---- DOCUMENT SEGMENT
Farnesyl pyrophosphate inhibits epithelialization and wound healing through the glucocorticoid receptor

Abstract

Farnesyl pyrophosphate (FPP), a key intermediate in the mevalonate pathway and protein farnesylation, can act as an agonist for several nuclear hormone receptors. Here we show a novel mechanism by which FPP inhibits wound healing acting as an agonist for glucocorticoid receptor (GR). Elevation of endogenous FPP by the squalene synthetase inhibitor zaragozic acid A (ZGA) or addition of FPP to the cell culture medium results in activation and nuclear translocation of the GR, a known wound healing inhibitor. We used functional studies to evaluate the effects of FPP on wound healing. Both FPP and ZGA inhibited keratinocyte migration and epithelialization in vitro and ex vivo. These effects were independent of farnesylation and indicate that modulation of FPP levels in skin may be beneficial for wound healing. FPP inhibition of keratinocyte migration and wound healing proceeds, in part, by repression of the keratin 6 gene. Furthermore, we show that the 3-hydroxy-3-methylglutaryl-CoA-reductase inhibitor mevastatin, which blocks FPP formation, not only promotes epithelialization in acute wounds but also reverses the effect of ZGA on activation of the GR and inhibition of epithelialization. We conclude that FPP inhibits wound healing by acting as a GR agonist. Of special interest is that FPP is naturally present in cells prior to glucocorticoid synthesis and that FPP levels can be further altered by the statins. Therefore, our findings may provide a better understanding of the pleiotropic effects of statins as well as molecular mechanisms by which they may accelerate wound healing.

FIGURE 1.

FPP mediates activation and function of GR in human keratinocytes. A, FPP activates GR. Primary human keratinocytes stained with anti-Ser(P)²¹¹ GR antibody reveal localization and activation of GR. This antibody recognizes ligand-induced phosphorylation at Ser²¹¹. The nuclei were visualized by propidium iodide staining. Weak Ser(P)²¹¹ GR immunoreactivity was observed in the cytoplasm and nuclei of untreated cells. In contrast, strong signal was evident in the nuclei of all treated cells: DEX, FPP, and ZGA, which elevates endogenous FPP levels. Mevastatin abolishes ZGA-induced activation of GR by preventing accumulation of endogenous FPP. B, FPP activates GR-mediated transcriptional regulation in keratinocytes. Transfection experiments of primary human keratinocytes with the K6-CAT and GRE-CAT reporters are shown. The data are presented as relative CAT activity, a measure of actual CAT activity normalized for total protein. The results show that DEX, ZGA, or FPP treatment lead to repression of the K6 promoter. Similar to DEX, FPP or ZGA also stimulated the GRE-CAT reporter. C, FPP targets the K6 promoter through GR. HEK were either untreated (−) or treated with 1 μm DEX or 10 μm FPP. Similar amounts of genomic DNA (Input) was used in each treatment. K6 promoter sequences were amplified by PCR after immunoprecipitation with anti-GR antibody or rabbit IgG.
--------
---- STORED DATA
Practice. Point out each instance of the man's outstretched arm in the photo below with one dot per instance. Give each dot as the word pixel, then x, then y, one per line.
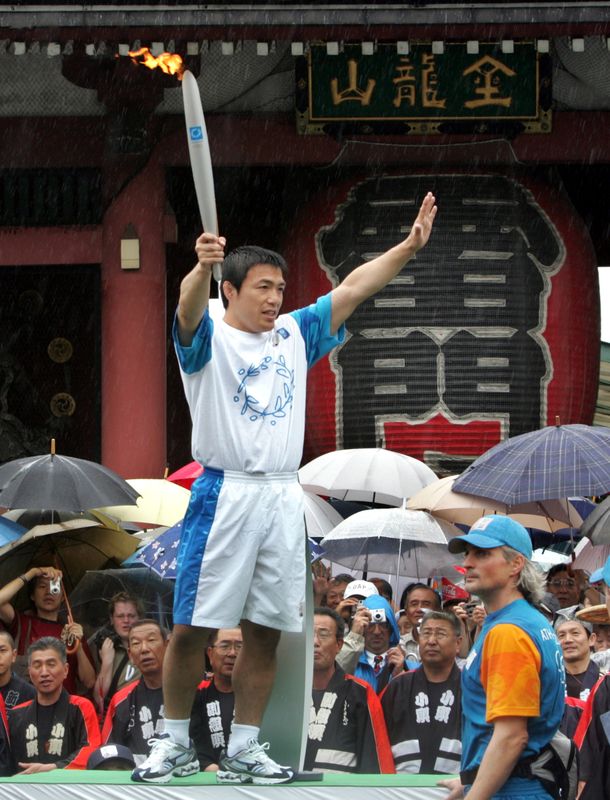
pixel 369 278
pixel 195 287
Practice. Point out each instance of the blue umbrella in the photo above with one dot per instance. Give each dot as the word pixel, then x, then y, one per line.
pixel 161 554
pixel 552 463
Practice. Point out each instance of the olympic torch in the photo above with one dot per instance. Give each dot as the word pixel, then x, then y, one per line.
pixel 201 161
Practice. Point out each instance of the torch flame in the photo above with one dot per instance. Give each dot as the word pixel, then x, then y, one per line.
pixel 170 63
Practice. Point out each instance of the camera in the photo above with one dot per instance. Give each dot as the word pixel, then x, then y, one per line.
pixel 107 633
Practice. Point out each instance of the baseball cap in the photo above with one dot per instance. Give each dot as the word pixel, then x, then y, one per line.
pixel 495 530
pixel 605 572
pixel 111 752
pixel 360 588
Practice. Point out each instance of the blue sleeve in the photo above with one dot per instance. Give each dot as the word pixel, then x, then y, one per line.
pixel 314 323
pixel 194 357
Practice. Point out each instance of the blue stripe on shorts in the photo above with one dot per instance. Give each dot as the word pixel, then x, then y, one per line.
pixel 195 531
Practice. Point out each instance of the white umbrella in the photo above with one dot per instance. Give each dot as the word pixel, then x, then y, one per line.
pixel 320 516
pixel 590 556
pixel 441 500
pixel 391 540
pixel 369 474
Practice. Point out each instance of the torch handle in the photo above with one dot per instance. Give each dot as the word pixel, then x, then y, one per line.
pixel 201 161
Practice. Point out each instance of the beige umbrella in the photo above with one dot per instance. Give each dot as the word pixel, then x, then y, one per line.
pixel 161 502
pixel 73 546
pixel 440 500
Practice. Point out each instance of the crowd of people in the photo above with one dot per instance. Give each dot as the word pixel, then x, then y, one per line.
pixel 388 691
pixel 474 684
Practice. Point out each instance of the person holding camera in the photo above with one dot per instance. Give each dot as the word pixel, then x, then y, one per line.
pixel 381 658
pixel 45 590
pixel 346 728
pixel 110 646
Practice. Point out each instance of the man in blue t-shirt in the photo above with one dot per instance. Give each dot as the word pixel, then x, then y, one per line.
pixel 513 681
pixel 240 559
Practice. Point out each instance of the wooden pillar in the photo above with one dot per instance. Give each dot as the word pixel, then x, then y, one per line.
pixel 134 331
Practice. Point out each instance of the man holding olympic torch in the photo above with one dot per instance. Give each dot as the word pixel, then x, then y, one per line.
pixel 241 553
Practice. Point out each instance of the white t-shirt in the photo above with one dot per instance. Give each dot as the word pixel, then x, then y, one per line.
pixel 246 391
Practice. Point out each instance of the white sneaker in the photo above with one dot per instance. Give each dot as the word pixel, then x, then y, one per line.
pixel 252 765
pixel 166 760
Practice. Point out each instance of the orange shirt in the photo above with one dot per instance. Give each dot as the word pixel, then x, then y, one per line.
pixel 510 673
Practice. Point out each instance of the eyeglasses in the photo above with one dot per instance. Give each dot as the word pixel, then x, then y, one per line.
pixel 226 647
pixel 428 633
pixel 324 635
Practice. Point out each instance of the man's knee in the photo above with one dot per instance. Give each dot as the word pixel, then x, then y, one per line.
pixel 188 638
pixel 260 636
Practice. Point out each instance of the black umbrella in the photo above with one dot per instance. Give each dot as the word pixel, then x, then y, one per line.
pixel 62 483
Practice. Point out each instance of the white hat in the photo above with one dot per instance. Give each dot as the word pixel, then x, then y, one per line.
pixel 360 589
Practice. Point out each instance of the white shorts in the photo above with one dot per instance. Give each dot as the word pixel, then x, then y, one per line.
pixel 242 552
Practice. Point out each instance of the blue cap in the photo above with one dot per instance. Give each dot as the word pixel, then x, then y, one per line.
pixel 495 530
pixel 606 572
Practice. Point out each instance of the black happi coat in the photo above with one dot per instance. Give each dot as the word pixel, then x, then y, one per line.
pixel 74 733
pixel 211 720
pixel 424 722
pixel 346 729
pixel 134 716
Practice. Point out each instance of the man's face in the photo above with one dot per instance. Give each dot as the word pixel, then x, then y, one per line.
pixel 43 599
pixel 565 588
pixel 123 617
pixel 418 601
pixel 377 637
pixel 223 653
pixel 487 570
pixel 147 649
pixel 7 657
pixel 255 307
pixel 574 640
pixel 47 671
pixel 325 642
pixel 335 595
pixel 602 637
pixel 438 643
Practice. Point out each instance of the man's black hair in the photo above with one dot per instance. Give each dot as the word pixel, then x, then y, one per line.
pixel 384 588
pixel 48 643
pixel 418 585
pixel 240 261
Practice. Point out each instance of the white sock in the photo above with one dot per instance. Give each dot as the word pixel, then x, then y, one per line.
pixel 240 735
pixel 178 730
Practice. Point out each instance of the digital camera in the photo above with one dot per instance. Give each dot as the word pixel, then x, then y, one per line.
pixel 378 616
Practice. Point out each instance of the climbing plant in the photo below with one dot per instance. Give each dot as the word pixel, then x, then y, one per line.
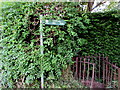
pixel 83 34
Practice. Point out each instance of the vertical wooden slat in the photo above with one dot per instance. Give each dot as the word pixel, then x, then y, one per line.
pixel 111 76
pixel 106 75
pixel 80 69
pixel 76 74
pixel 88 69
pixel 84 70
pixel 91 86
pixel 103 71
pixel 99 66
pixel 108 78
pixel 119 78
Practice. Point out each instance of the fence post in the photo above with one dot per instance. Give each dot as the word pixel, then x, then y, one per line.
pixel 119 78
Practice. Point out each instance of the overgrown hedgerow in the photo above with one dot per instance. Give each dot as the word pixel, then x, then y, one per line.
pixel 83 34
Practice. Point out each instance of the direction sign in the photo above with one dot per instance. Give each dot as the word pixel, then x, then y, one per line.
pixel 55 22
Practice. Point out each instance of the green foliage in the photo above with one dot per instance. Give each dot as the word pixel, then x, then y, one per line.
pixel 84 34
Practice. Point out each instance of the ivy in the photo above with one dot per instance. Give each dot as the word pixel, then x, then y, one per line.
pixel 83 34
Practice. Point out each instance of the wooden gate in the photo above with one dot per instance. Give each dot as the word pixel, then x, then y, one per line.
pixel 96 72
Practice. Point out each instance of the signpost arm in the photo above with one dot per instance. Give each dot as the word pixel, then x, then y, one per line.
pixel 41 50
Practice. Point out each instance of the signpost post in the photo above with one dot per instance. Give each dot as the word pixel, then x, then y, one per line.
pixel 47 22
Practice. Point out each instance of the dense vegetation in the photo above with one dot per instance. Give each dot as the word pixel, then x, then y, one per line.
pixel 83 34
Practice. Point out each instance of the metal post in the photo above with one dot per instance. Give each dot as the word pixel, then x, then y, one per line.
pixel 41 50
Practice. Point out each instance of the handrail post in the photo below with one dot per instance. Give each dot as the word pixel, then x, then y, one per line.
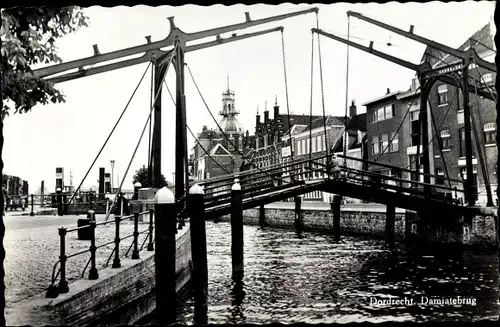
pixel 150 243
pixel 116 260
pixel 93 274
pixel 63 283
pixel 32 213
pixel 135 252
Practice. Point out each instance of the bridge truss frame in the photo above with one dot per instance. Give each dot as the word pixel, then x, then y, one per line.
pixel 456 75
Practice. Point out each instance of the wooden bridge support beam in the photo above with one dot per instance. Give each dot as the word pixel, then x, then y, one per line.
pixel 389 225
pixel 165 247
pixel 196 209
pixel 298 213
pixel 335 206
pixel 262 216
pixel 237 229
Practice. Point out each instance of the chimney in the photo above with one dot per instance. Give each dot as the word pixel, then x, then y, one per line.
pixel 276 108
pixel 257 117
pixel 352 109
pixel 266 114
pixel 414 84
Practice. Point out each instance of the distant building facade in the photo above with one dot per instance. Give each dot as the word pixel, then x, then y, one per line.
pixel 386 113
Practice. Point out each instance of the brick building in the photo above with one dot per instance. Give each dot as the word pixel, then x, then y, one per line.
pixel 386 113
pixel 214 151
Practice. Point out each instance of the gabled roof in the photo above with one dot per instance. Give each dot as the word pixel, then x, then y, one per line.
pixel 385 96
pixel 219 149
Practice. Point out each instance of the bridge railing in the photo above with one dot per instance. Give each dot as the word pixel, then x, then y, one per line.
pixel 88 233
pixel 383 182
pixel 288 175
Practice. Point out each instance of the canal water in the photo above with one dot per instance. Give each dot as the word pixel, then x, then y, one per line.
pixel 310 278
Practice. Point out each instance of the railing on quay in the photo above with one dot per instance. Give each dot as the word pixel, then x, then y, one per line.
pixel 62 287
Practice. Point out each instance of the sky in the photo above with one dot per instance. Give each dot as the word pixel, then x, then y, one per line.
pixel 71 134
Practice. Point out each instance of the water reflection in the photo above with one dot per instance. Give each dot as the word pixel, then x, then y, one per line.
pixel 312 278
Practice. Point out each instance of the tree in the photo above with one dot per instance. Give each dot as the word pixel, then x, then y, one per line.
pixel 28 38
pixel 141 176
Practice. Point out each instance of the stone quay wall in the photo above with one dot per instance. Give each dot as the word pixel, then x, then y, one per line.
pixel 369 220
pixel 120 295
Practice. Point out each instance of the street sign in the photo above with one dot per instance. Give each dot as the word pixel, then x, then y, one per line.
pixel 443 70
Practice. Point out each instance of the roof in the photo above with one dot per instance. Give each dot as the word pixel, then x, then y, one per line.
pixel 385 96
pixel 481 41
pixel 357 123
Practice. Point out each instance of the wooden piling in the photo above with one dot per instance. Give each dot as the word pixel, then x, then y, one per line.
pixel 196 209
pixel 165 276
pixel 298 213
pixel 389 224
pixel 237 229
pixel 262 216
pixel 335 206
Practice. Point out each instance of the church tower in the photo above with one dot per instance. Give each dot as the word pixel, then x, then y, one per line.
pixel 229 123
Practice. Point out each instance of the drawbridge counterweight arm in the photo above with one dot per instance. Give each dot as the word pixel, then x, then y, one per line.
pixel 153 54
pixel 152 48
pixel 421 68
pixel 464 55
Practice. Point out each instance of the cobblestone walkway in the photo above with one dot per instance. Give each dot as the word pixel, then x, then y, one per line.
pixel 31 253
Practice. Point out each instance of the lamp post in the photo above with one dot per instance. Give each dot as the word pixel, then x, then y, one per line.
pixel 112 176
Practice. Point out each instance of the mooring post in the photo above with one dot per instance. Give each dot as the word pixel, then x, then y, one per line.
pixel 262 216
pixel 32 213
pixel 165 228
pixel 135 252
pixel 93 274
pixel 298 212
pixel 116 259
pixel 196 209
pixel 237 228
pixel 150 242
pixel 335 206
pixel 59 202
pixel 389 224
pixel 62 287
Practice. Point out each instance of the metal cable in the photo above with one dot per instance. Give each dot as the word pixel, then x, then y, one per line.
pixel 310 102
pixel 109 136
pixel 142 134
pixel 286 92
pixel 189 129
pixel 322 91
pixel 346 132
pixel 440 142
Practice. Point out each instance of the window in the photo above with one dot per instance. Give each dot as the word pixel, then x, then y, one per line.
pixel 386 112
pixel 380 114
pixel 395 142
pixel 462 144
pixel 487 78
pixel 389 112
pixel 443 94
pixel 490 133
pixel 440 176
pixel 472 65
pixel 446 138
pixel 414 115
pixel 385 143
pixel 375 145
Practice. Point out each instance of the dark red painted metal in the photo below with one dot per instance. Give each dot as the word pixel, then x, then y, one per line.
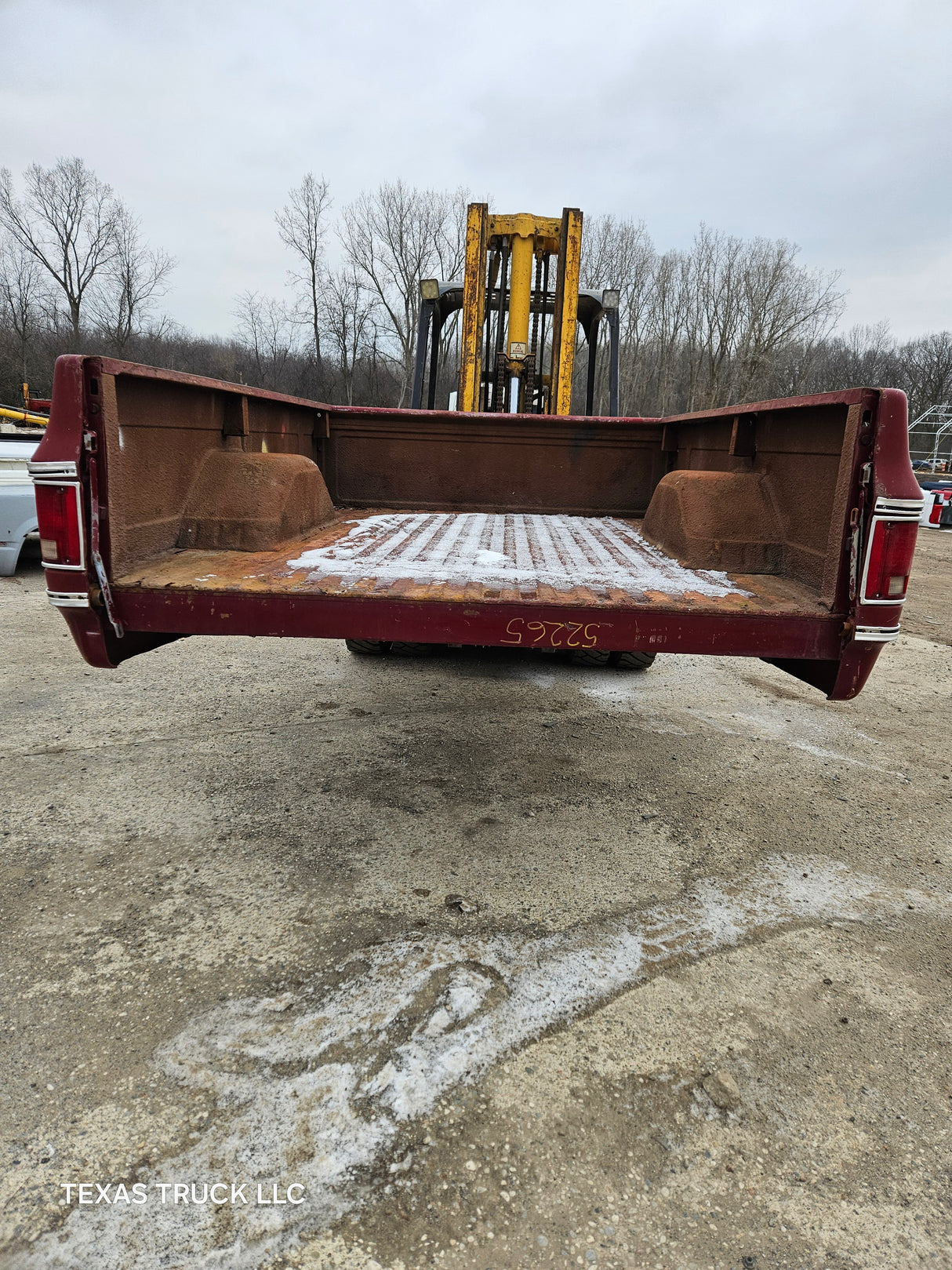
pixel 822 650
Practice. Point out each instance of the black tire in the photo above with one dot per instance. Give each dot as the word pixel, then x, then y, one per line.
pixel 367 646
pixel 590 657
pixel 632 660
pixel 402 648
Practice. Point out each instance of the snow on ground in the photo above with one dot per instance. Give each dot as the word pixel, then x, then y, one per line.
pixel 314 1089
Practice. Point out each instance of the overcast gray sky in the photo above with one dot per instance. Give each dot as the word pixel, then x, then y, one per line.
pixel 823 121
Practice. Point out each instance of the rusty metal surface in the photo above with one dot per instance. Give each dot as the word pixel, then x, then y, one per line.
pixel 459 558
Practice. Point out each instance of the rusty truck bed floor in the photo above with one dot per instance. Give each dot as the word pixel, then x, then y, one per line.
pixel 470 556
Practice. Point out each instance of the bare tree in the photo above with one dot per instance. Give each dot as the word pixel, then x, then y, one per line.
pixel 133 281
pixel 347 314
pixel 928 365
pixel 395 236
pixel 23 297
pixel 303 230
pixel 268 329
pixel 67 223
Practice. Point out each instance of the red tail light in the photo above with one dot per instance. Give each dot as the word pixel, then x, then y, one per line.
pixel 888 560
pixel 60 526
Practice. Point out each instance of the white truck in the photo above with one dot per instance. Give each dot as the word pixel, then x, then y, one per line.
pixel 18 504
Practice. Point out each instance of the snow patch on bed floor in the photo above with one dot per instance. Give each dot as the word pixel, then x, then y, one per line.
pixel 313 1087
pixel 511 551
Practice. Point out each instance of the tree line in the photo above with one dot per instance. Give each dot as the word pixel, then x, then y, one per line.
pixel 722 320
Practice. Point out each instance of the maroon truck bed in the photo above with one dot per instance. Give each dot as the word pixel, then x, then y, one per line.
pixel 213 508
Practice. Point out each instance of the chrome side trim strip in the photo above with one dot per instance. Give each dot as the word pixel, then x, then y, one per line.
pixel 899 508
pixel 876 634
pixel 63 469
pixel 67 599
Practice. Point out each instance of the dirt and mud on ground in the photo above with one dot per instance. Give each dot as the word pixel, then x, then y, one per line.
pixel 685 1006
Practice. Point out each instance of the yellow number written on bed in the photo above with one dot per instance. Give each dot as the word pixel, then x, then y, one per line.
pixel 551 634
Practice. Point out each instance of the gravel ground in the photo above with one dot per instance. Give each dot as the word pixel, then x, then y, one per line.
pixel 504 963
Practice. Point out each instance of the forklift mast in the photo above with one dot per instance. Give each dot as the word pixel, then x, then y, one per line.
pixel 517 348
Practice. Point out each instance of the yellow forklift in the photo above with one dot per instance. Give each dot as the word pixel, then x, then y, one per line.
pixel 517 347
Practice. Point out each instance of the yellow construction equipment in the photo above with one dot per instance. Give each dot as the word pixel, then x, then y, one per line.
pixel 517 346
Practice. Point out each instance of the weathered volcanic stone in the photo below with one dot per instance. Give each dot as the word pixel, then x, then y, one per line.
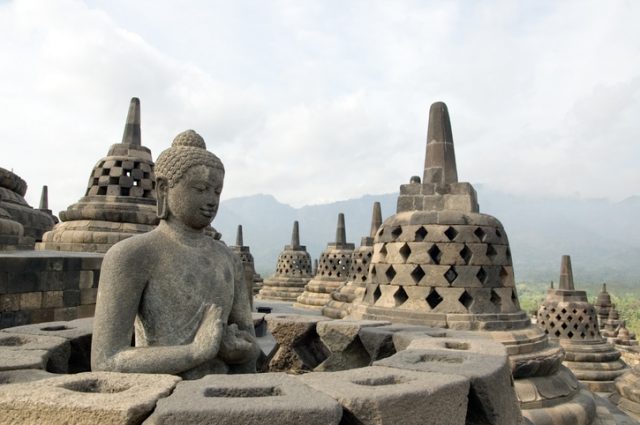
pixel 86 398
pixel 333 270
pixel 20 224
pixel 483 362
pixel 268 398
pixel 120 200
pixel 293 271
pixel 339 306
pixel 22 351
pixel 439 262
pixel 253 279
pixel 567 317
pixel 381 395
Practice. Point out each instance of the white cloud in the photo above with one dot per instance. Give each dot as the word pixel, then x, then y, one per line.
pixel 323 101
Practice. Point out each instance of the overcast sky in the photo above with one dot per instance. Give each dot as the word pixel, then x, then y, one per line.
pixel 321 101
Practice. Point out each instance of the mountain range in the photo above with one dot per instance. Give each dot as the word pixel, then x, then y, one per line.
pixel 602 237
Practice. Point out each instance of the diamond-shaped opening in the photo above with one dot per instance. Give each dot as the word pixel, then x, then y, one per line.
pixel 491 252
pixel 433 299
pixel 451 275
pixel 421 233
pixel 390 273
pixel 482 275
pixel 405 251
pixel 465 299
pixel 435 254
pixel 400 296
pixel 397 231
pixel 417 274
pixel 495 299
pixel 451 233
pixel 377 294
pixel 465 253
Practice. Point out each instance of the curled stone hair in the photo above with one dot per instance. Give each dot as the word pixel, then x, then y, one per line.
pixel 187 150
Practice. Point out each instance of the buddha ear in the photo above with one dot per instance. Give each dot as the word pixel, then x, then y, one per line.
pixel 162 189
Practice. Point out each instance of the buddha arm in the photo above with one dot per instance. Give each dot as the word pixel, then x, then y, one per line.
pixel 122 282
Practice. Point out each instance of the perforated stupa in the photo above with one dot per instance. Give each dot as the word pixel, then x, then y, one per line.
pixel 339 305
pixel 439 262
pixel 567 316
pixel 333 270
pixel 120 200
pixel 293 271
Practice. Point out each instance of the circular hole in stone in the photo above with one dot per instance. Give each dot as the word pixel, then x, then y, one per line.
pixel 95 386
pixel 384 380
pixel 12 341
pixel 243 392
pixel 55 328
pixel 455 345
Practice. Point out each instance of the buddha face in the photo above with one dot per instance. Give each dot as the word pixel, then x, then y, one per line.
--------
» **PROBLEM DETAILS**: Write the next part of the farnesyl pyrophosphate and wound healing paper above, picking up right after its final sentence.

» **RESPONSE TO THIS EXERCISE**:
FIGURE 2.

FPP-activated GR is transcriptionally active. A and B, transfection experiments of HEK with the K6-CAT and GRE-CAT reporters are shown. The data are presented as relative CAT activity, a measure of actual CAT activity normalized to total protein. The results show that DEX and FPP treatment lead to repression of the K6 promoter and stimulation of the GRE-CAT reporter. The effect of both DEX and FPP was reversed with RU486 antagonist of GR. C, quantitative analysis of immunoblotting with anti-Ser(P)²¹¹ GR antibody normalized to GAPDH and plotted as fold change in GR phosphorylation. HEK were incubated in the presence or absence of 1 μm DEX, 10 μm FPP, 10 μm RU486, or a combination for 4 h. Both DEX and FPP induce an increase in Ser²¹¹ GR phosphorylation, which was reversed with RU486.

FIGURE 3.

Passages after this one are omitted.